__Task description__
Pick out every line of the data below that contains the word "blonde", and copy each one. Case counts when matching.

*** Data to process

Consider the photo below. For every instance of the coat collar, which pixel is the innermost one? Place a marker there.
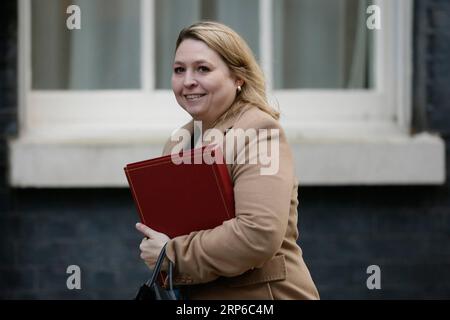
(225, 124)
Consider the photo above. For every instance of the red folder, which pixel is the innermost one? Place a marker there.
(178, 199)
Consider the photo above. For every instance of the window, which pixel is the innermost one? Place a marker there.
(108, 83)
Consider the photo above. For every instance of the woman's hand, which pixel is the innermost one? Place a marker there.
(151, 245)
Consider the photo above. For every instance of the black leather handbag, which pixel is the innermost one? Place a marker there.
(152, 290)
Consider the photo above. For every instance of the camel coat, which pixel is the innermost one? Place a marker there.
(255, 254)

******
*** Data to process

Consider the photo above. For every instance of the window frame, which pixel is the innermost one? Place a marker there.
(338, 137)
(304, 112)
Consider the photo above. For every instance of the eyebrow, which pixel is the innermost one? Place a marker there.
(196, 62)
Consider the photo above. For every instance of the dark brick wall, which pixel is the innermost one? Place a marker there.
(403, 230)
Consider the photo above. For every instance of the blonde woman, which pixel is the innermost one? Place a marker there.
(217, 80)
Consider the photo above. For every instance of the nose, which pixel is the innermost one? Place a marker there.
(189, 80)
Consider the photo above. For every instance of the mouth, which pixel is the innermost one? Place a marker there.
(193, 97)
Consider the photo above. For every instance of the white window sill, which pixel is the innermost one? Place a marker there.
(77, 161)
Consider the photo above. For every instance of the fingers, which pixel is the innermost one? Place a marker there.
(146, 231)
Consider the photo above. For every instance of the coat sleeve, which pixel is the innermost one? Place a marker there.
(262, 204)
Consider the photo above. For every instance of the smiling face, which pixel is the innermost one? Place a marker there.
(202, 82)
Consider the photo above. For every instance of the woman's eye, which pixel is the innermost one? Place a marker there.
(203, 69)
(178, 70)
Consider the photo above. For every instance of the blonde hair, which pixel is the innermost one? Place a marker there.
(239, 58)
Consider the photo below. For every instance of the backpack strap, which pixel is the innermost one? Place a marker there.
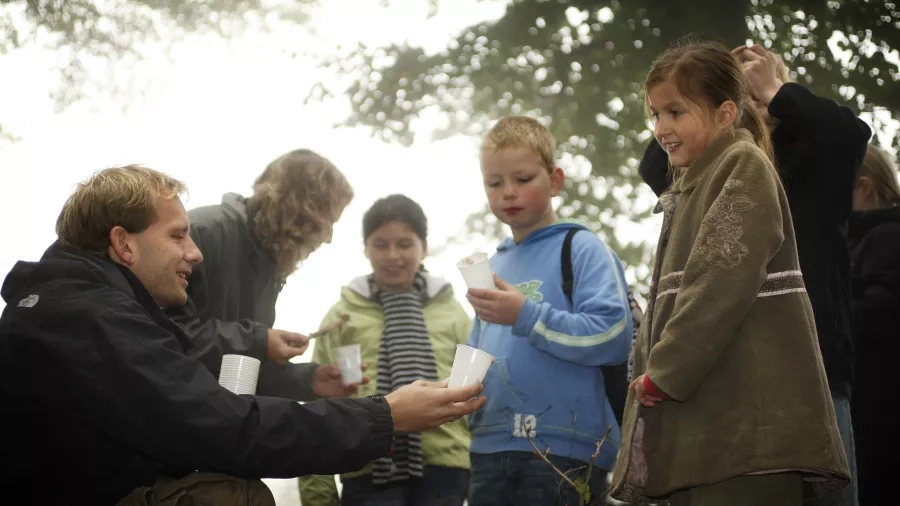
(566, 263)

******

__Task result__
Consider the photo above. For every instance of the blonde woman, which pixel is the innermost one? Place a marker there.
Consider the photo above. For every instance of the blonde hair, which pixel is the innermost one? Place a marker there.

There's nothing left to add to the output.